> To do
(1) Transcribe the stretch of the webcomics post from "I will get back" through "on the topic.".
(2) Summarize the webcomics post in three sentences.
(3) List every update schedule for webcomics that the webcomics post mentions.
# Start of Extracted text
Tuesday, February 24, 2009

Ramblings on Webcomics

I've been recently asking the question "Why aren't webcomics working for me?" a lot. And by "webcomic" I'm going with a comic that is created for distribution on the web, and not print comics that are eventually put up to attract new readers or what not (though some of what I say apply to them as well). Some times I've been mulling it over in my own head and some times I've been discussing it with anyone who will listen (including some who probably didn't want to) so why not post some ramblings here. I have to post something after all. :) This also means that not all the ideas were originally mine. In fact, I'm not sure who came up with some of them so if you're reading this and think "Hey, that was my idea!" feel free to take credit in the comments.

I will get back to doing reviews eventually but my ability to pick up my comics is pretty sporadic at the moment. So until then, I'll go with a random ramblings when I can.

As a comic enthusiast/nerd/geek and someone who works with and is familiar with computers/the internet you'd think the combination would work well for me. But it doesn't and I don't know why. So here are a few random thoughts on the topic.

So let's look at some differences between webcomics and print comics as I see them.

Content: On the one hand, webcomics appear to have a much wider range of content with varying themes and styles (of course I can't prove this). Although you may have some people trying to replicate an already successful book you'll also have people exploring the freedom that comes from just being able to do whatever you want without having to prove to some guy in a business suit that it's marketable or fits in with their money making strategy. Though I should say that the "some people" who are replicating successful ideas is actually a pretty big number too but I guess that adds to the variety in a way. So having said that there should be something for everyone including me.

Schedule: With comics you have a monthly (or something resembling monthly) schedule or a longer gap if you're going the TPB route. For webcomics, the strips are often daily while ones with more elaborate pages or stories are often a page or two per week, or several pages at once every few weeks. Ignoring the daily strip webcomics for now, that's a pretty significant difference in how the work is presented especially if the creators don't take that into consideration. With a monthly book a single page is just a small part of a story, connected by the pages around it. When you are reading a webcomic that updates a page at a time it can lead to problems. If the page is just a small part of the storyline then it feels more disjoint with large gaps of days between these small parts. The tempo is different and it's harder to build a flow from page to page. Though anyone reading through the archives will probably find it less noticeable. Updating a few pages at a time can improve this as long as it's also taken into account. I find a lot of webcomic creators (including myself) trying to find a balance where a page is a worthy story element on its own while at the same time fitting into a narrative for someone reading the full story. How well that is achieved is left to the reader but I often find it's not a good idea to try to balance these.
# End of Extracted text
# Start of Records shown
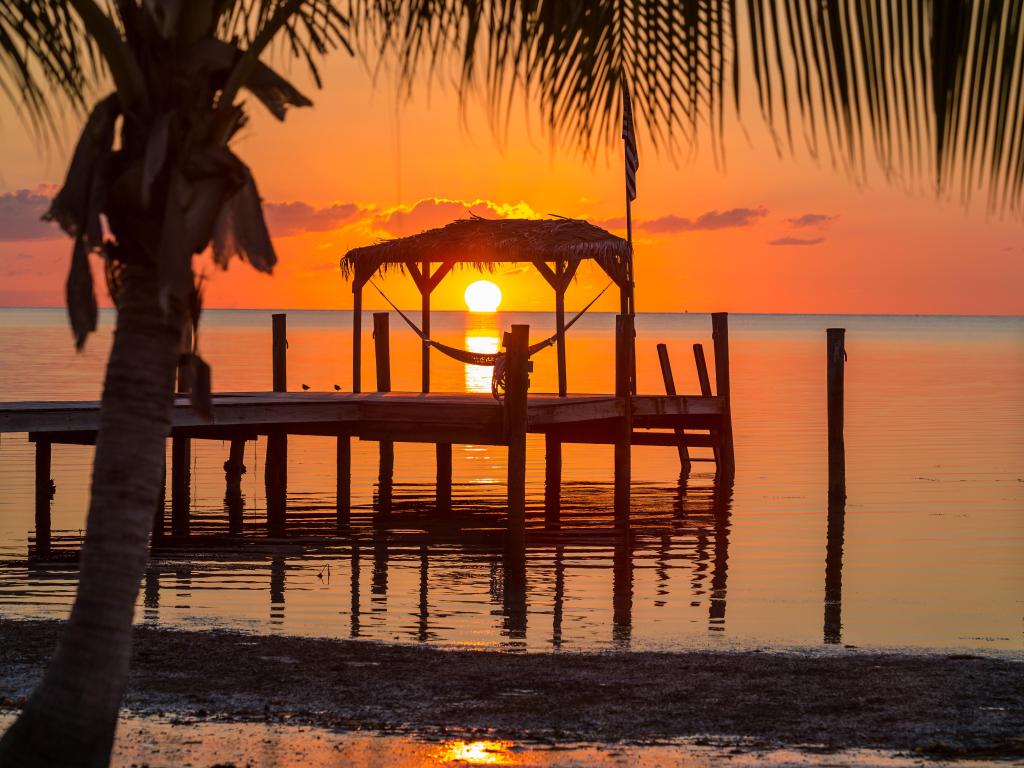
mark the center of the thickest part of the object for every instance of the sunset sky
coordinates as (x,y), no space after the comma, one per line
(767,232)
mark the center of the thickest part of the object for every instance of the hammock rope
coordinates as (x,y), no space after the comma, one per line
(483,358)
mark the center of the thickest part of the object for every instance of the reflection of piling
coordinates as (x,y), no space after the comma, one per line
(276,590)
(353,619)
(275,463)
(834,571)
(233,469)
(557,608)
(670,389)
(44,495)
(722,510)
(514,589)
(382,351)
(343,479)
(720,339)
(624,365)
(423,626)
(836,348)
# End of Records shown
> Responses per task
(1)
I will get back to doing reviews eventually but my ability to pick up my comics is pretty sporadic at the moment. So until then, I'll go with a random ramblings when I can.

As a comic enthusiast/nerd/geek and someone who works with and is familiar with computers/the internet you'd think the combination would work well for me. But it doesn't and I don't know why. So here are a few random thoughts on the topic.

(2) The writer has been asking why webcomics do not work for them, despite being a comic enthusiast who is familiar with computers and the internet. Comparing webcomics with print comics, the writer observes that webcomics appear to offer a much wider range of content, since creators need not prove to a businessman that their work is marketable. The writer also notes that webcomics updating a page or so at a time can feel disjointed, with large gaps of days between small parts of a story, unlike the pages of a monthly book.

(3)
- daily
- a page or two per week
- several pages at once every few weeks